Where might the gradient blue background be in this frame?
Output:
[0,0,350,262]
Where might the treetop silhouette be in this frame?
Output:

-.-.-

## What you have to do
Rewrite every one of the entries above in full, keeping all their wording, but multiply each bounding-box coordinate in the answers by 0.3 and round to the nearest whole number, with halves rounded up.

## Finished answer
Where might the gradient blue background be in this frame?
Output:
[0,0,105,79]
Where might the treetop silhouette be in this frame?
Output:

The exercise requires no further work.